Texte proposé =>
Un texte signé Philippe Delvaux

L'Etrange Festival 2016retrospective

Déluge

Les scientifiques du monde entier sont perplexes, la population inquiète : des phénomènes météorologiques inconnus annoncent tempêtes et tremblements de terre. Personne ne comprend ni n’est capable d’y faire face. Et l’inévitable se produit : une onde de choc parcourt la terre, renversant les villes comme fétus de paille, noyant les cités côtières et leurs habitants. C’est le déluge. Après le ressac, les rares survivants se retrouvent éparpillés. Un avocat a perdu sa femme Claire et ses deux enfants. La nageuse Helen est recueillie par deux vauriens qui entendent bien profiter de son corps. La voilà qui fuit et rencontre notre avocat. Mais parmi les survivants errent d’autres gredins.

1933, la grande crise de 1929 n’est pas encore digérée, Plus grande catastrophe économique des Etats-Unis, avec des répercussions mondiales, cette crise a jeté au chômage des millions de gens. Pas étonnant dans un tel contexte de voir apparaitre les prémisses du film catastrophe tel qu’illustré par DELUGE. On comprend d’autant plus la séquence voyant les survivants creuser les décombres d’une banque en ne sachant que faire des liasses d’argent devenues inutiles.

En outre, le film a été produit par une compagnie alors au bord de la faillite et qui espérait ainsi se refaire une santé financière. Le projet l’englouti au contraire. On peut imaginer que le scénario de DELUGE a résonné en écho aux dirigeants de la production, alors au bord de l’abîme.

Racheté par la RKO, DELUGE a très vite disparu des écrans pour ne plus réapparaitre. Le film sera considéré comme perdu, à l’exception d’une courte séquence de deux minutes exploitée par une compagnie de vente de stock-shots. Pourtant, les archives françaises du film disposaient d’une copie, complète de surcroit, redécouverte par l’infatigable Serge Bromberg, scannée et restaurée en 2016 et présentée en première mondiale à l’Etrange festival.

Et c’est un vrai bonheur de découvrir plus de quatre-vingt ans après sa première exploitation cet ancêtre des post apocalypse(s).

Dans ce proto-post-apo, la catastrophe ouvre le film, plutôt que de venir en climax final. Passé l’impressionnante séquence, le reste du métrage se concentrera sur la survie des rescapés. Si on n’atteint bien évidemment pas la violence des métrages contemporains, DELUGE n’occulte pour autant pas celle-ci, la femme devenant une proie pour les hommes, l’enjeu de la perpétuation de l’espèce.

Données fournies =>
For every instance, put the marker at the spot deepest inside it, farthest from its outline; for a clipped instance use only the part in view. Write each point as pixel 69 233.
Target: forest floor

Consigne de l'exercice =>
Recopiez à l'identique le passage de la critique du film Déluge compris entre « Et c’est un » et « perpétuation de l’espèce. », ces derniers mots inclus.

Corrigé complet =>
Et c’est un vrai bonheur de découvrir plus de quatre-vingt ans après sa première exploitation cet ancêtre des post apocalypse(s).

Dans ce proto-post-apo, la catastrophe ouvre le film, plutôt que de venir en climax final. Passé l’impressionnante séquence, le reste du métrage se concentrera sur la survie des rescapés. Si on n’atteint bien évidemment pas la violence des métrages contemporains, DELUGE n’occulte pour autant pas celle-ci, la femme devenant une proie pour les hommes, l’enjeu de la perpétuation de l’espèce.